Dataset entries
↓↓↓
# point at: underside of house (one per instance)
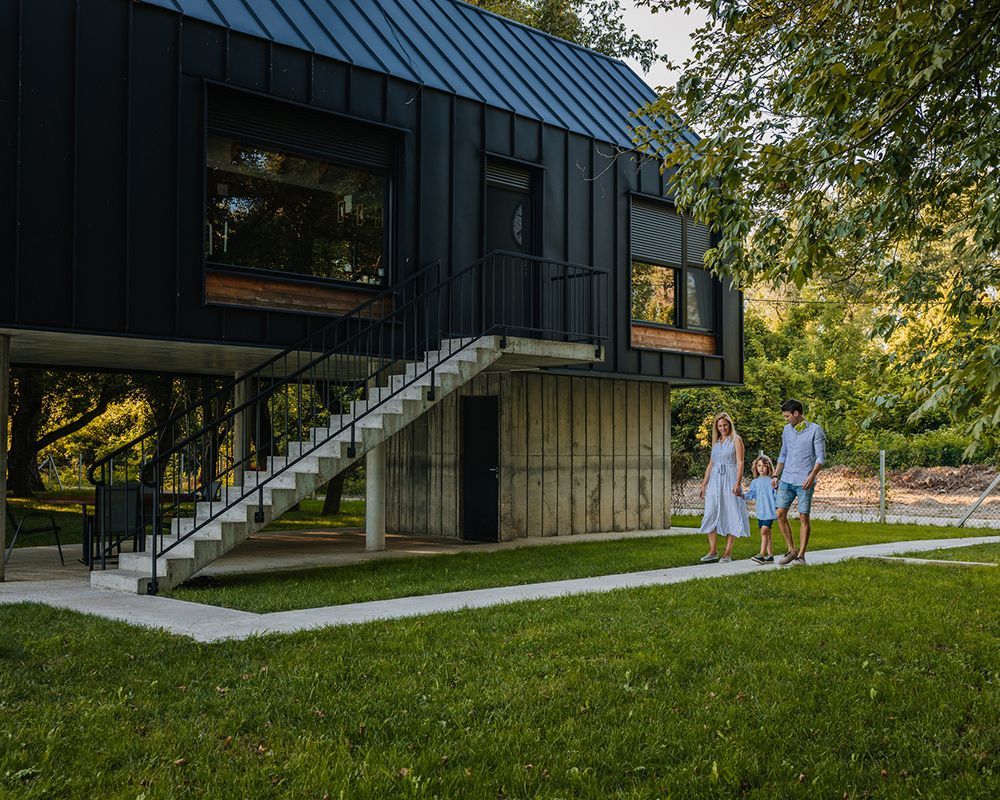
(414, 234)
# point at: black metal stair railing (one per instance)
(323, 388)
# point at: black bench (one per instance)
(26, 528)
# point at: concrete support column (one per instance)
(240, 441)
(375, 499)
(4, 409)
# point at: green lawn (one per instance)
(380, 580)
(857, 680)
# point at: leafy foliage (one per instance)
(817, 349)
(854, 143)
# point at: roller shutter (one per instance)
(699, 240)
(314, 133)
(656, 233)
(508, 175)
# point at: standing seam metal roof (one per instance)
(454, 47)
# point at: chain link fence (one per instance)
(918, 495)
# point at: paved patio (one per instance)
(275, 551)
(211, 623)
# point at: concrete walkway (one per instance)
(211, 623)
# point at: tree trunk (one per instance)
(23, 478)
(261, 430)
(334, 494)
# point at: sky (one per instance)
(671, 29)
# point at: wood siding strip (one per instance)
(670, 339)
(248, 290)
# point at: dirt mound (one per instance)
(966, 478)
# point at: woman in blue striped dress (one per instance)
(722, 490)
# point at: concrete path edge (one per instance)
(206, 623)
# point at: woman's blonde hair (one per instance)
(715, 426)
(765, 460)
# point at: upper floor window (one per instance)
(272, 209)
(669, 284)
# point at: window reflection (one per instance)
(277, 211)
(654, 293)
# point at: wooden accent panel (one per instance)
(577, 455)
(669, 339)
(260, 292)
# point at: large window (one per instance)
(668, 254)
(275, 210)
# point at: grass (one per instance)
(887, 685)
(380, 580)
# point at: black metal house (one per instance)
(201, 186)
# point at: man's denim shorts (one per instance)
(788, 492)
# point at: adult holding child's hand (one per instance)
(722, 490)
(803, 451)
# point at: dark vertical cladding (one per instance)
(9, 153)
(103, 162)
(47, 52)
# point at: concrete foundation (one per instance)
(577, 455)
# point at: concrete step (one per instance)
(121, 580)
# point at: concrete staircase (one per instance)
(264, 496)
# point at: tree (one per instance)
(854, 142)
(48, 406)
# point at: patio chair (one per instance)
(26, 528)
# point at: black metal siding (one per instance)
(102, 169)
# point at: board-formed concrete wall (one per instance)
(577, 455)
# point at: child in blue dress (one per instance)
(763, 492)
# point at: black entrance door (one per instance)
(480, 469)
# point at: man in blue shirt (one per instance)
(803, 451)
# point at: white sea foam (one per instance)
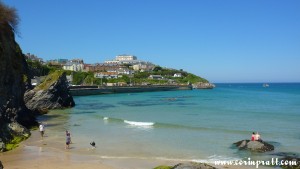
(135, 123)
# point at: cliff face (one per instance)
(12, 86)
(51, 94)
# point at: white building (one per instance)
(143, 66)
(177, 75)
(124, 59)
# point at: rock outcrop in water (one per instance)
↑↑↑
### Task to complete
Exactly as written, set down the lines from the line holding "# point at: child" to the last line of the data, both ends included, pictures excluded.

### Answer area
# point at: child in blue dress (one per instance)
(763, 492)
# point at: black entrance door (one per instance)
(480, 469)
# point at: man in blue shirt (one per instance)
(803, 451)
# point at: white sea foam (one per instance)
(135, 123)
# point at: cliff face (one per instance)
(12, 86)
(51, 94)
# point at: white building (one per instance)
(143, 66)
(177, 75)
(124, 59)
# point at: rock outcrop in water (one per instance)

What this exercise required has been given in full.